_PROBLEM TO SOLVE_:
Copy the material below line for line, without altering anything.

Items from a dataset
|---|
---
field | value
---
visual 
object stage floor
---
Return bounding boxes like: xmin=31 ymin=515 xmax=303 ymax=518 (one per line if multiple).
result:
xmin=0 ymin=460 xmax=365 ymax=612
|---|
_SOLUTION_:
---
field | value
---
visual 
object stage floor
---
Return bounding boxes like: xmin=31 ymin=515 xmax=303 ymax=518 (one per line if multiple).
result:
xmin=0 ymin=460 xmax=365 ymax=612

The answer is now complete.